TAREAS POR REALIZAR.
1. Según el texto sobre la revolución cubana, ¿qué organismo actuó como principal catalizador de la movilización contra Batista?
2. Reproduce sin cambios el fragmento del texto sobre la revolución cubana comprendido entre "Nada más fácil que" y "esencialmente el caudillo.", ambos incluidos.

TEXTO.
-------

Incapaces de una lectura fresca de la compleja realidad latinoamericana empeñados en reducir y esquematiza esta realidad de modo de hacerla caber en sus hormas ideológicas, si mayor arraigo en el tejido social de una nación latinoamericana, los partidos comunistas son más sectas de iniciados que partidos de masas.
Desde luego, el partido comunista cubano no era una excepción a esta realidad. Al contrario, con el colombiano, era de una pobre ortodoxia, atento siempre a la línea trazada por Moscú.
Bastaba oír en los foros internacionales a Blas Roca y a Marinelo, sus rituales letanías contra el imperialismo yanqui y sus no menos rituales apologías de la Unión Soviética, para comprender que la revolución cubana, tal como logró imponerse, nada pero
absolutamente nada
tuvo que ver con aquel par de apoltronados abuelos.
La revolución se hizo fuera de ellos, contra las concepciones de ellos y, desde luego, no para ellos.
La revolución cubana tuvo esencialmente un carácter libertario, sin rótulos marxistas previos. Fue la movilización de todo un país, incluyendo a buena parte de la propia burguesía cubana, contra Batista, con el movimiento 26 de julio como principal organismo catalizador. Política y socialmente fue una revolución plural.
Por ello, entre otras cosas, fue posible.
Veinte años más tarde, el mismo proceso se cumpliría en Nicaragua cuando toda la nación, desde los burgueses hasta el último campesino, desde los conservadores hasta los marxistas leninistas, se unirían para derrocar a Somoza.
En ambos casos, los comunistas, con tácticas de infiltración, acabaron controlando los centros vitales del estado y los medios de comunicación.
Sectarios, dogmáticos, minúsculos, con mala imagen de marca en los sectores mayoritarios de sus países, los partidos comunistas no son aptos para traducir, organizar y vertebrar dentro de un proceso político, electoral o insurreccional, las aspiraciones populares.
Esa tarea debe dejársela a otros, no salidos de sus filas, más carismáticos.
La revolución no es, pues, su negocio. Su negocio es administrarla, controlarla, una vez que otros la han hecho.
Para esa tarea, su disciplina, su sigilosa vertebración de secta, resulta muy eficaz. Nada más fácil, cuando se dispone de una rígida, vertical estructura burocrática, que infiltran las porosas organizaciones populares surgidas en el ímpetu, la generosidad, la pasión, la verdad, la heroicidad de una sublevación contra el tirano.
Nada más fácil que apoderarse de un 26 de julio o de un movimiento sandinista. Y luego del Estado.
Claro que en Cuba las cosas no ocurrieron de una manera tan esquemática y simple. En Cuba había un factor excepcional, fuera de serie, llamado Fidel.
Fidel Castro resultó más astuto que los comunistas cubanos. Los comunistas quisieron utilizarlo y en última instancia fue Fidel el que acabó utilizándolos. Hasta cierto punto, claro.
Fidel es esencialmente el caudillo.

-------

DATOS PROPORCIONADOS.

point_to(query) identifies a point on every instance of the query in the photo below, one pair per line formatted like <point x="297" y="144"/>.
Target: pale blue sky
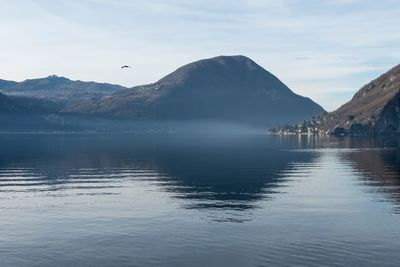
<point x="322" y="49"/>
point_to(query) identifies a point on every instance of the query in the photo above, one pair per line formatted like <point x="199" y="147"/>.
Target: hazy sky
<point x="322" y="49"/>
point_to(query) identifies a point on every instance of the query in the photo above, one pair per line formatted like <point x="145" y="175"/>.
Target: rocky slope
<point x="374" y="109"/>
<point x="232" y="88"/>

-------

SOLUCIONES POR TAREA.
1. El movimiento 26 de julio.

2.
Nada más fácil que apoderarse de un 26 de julio o de un movimiento sandinista. Y luego del Estado.
Claro que en Cuba las cosas no ocurrieron de una manera tan esquemática y simple. En Cuba había un factor excepcional, fuera de serie, llamado Fidel.
Fidel Castro resultó más astuto que los comunistas cubanos. Los comunistas quisieron utilizarlo y en última instancia fue Fidel el que acabó utilizándolos. Hasta cierto punto, claro.
Fidel es esencialmente el caudillo.